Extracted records
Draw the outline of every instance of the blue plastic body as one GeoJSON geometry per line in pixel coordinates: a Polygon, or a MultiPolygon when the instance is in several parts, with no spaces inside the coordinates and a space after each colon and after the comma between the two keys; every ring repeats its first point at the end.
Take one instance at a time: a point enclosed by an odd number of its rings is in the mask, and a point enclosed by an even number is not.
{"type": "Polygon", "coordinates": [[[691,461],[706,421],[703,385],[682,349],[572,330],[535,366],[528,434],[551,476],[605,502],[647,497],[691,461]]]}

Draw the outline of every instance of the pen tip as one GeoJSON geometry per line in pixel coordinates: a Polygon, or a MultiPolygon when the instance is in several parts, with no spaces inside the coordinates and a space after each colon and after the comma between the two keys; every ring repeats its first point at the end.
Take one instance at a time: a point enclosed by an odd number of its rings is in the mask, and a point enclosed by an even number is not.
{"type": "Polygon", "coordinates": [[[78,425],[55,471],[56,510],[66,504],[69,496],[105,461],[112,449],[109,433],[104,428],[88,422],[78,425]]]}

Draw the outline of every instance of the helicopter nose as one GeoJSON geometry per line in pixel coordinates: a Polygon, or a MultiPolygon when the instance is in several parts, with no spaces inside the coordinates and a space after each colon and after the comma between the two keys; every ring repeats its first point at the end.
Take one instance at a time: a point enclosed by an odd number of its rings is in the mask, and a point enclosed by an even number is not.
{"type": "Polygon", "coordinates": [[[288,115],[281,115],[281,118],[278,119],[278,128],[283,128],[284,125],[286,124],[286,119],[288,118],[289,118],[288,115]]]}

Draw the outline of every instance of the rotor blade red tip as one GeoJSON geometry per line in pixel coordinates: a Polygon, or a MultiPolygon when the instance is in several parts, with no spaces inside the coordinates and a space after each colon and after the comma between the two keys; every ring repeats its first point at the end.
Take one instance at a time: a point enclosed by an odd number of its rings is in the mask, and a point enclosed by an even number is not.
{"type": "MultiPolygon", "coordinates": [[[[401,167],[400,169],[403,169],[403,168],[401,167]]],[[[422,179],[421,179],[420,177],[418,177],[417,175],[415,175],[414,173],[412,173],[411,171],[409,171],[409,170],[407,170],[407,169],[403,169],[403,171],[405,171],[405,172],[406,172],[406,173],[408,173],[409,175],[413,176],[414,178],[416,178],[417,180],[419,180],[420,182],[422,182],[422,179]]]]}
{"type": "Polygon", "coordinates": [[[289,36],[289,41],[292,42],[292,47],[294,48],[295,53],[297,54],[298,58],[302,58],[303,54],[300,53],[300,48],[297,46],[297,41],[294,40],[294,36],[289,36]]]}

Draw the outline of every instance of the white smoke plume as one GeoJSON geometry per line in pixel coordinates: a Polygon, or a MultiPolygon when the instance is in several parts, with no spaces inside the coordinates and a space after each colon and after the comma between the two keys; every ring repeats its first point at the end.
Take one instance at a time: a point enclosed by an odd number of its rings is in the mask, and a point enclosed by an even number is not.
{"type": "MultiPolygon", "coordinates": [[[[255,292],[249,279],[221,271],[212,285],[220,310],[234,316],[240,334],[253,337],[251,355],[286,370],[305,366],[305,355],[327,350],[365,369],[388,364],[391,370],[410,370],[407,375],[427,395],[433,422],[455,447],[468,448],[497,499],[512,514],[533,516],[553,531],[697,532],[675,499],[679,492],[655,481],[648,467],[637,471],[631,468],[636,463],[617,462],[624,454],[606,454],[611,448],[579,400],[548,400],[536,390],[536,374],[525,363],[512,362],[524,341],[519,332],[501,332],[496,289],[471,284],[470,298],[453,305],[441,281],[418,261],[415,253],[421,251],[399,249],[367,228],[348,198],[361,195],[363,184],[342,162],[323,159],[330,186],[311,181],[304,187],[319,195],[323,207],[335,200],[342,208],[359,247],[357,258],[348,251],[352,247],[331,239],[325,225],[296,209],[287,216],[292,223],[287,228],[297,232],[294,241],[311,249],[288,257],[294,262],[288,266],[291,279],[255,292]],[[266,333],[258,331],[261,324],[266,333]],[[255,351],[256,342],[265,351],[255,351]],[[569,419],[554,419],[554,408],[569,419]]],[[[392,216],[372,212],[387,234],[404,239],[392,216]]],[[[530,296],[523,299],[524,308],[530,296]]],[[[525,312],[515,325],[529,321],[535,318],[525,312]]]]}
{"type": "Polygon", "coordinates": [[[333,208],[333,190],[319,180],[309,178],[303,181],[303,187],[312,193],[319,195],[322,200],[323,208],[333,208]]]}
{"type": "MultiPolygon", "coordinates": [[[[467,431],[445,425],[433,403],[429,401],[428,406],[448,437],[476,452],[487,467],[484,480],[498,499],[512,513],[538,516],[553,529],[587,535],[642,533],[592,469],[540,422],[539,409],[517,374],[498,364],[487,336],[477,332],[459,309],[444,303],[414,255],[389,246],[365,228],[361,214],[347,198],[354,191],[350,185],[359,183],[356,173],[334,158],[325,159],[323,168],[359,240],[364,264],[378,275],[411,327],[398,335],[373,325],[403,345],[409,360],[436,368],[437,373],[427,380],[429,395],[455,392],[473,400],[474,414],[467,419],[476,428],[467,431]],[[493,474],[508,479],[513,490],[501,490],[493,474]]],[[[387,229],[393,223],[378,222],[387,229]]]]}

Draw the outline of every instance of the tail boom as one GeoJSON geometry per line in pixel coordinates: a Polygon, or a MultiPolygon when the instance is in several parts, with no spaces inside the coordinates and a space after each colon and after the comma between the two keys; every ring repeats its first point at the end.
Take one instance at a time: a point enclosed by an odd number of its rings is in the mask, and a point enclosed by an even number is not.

## Exercise aim
The response should be the lines from the one containing "Draw the outline of every instance of the tail" through the last line of the data, set down exactly and with no other line.

## Expected answer
Draw the outline of every instance of the tail boom as one GeoJSON geometry per line in pixel coordinates: a Polygon, or a MultiPolygon when the instance is in several parts, with no spaces inside the coordinates and a space after each colon and after the comma between the two keys; every ring repeats its first point at the end.
Take one instance at a time: a point enclosed by an odd number of its rings is in the mask, and a point enclosed by an even number is not.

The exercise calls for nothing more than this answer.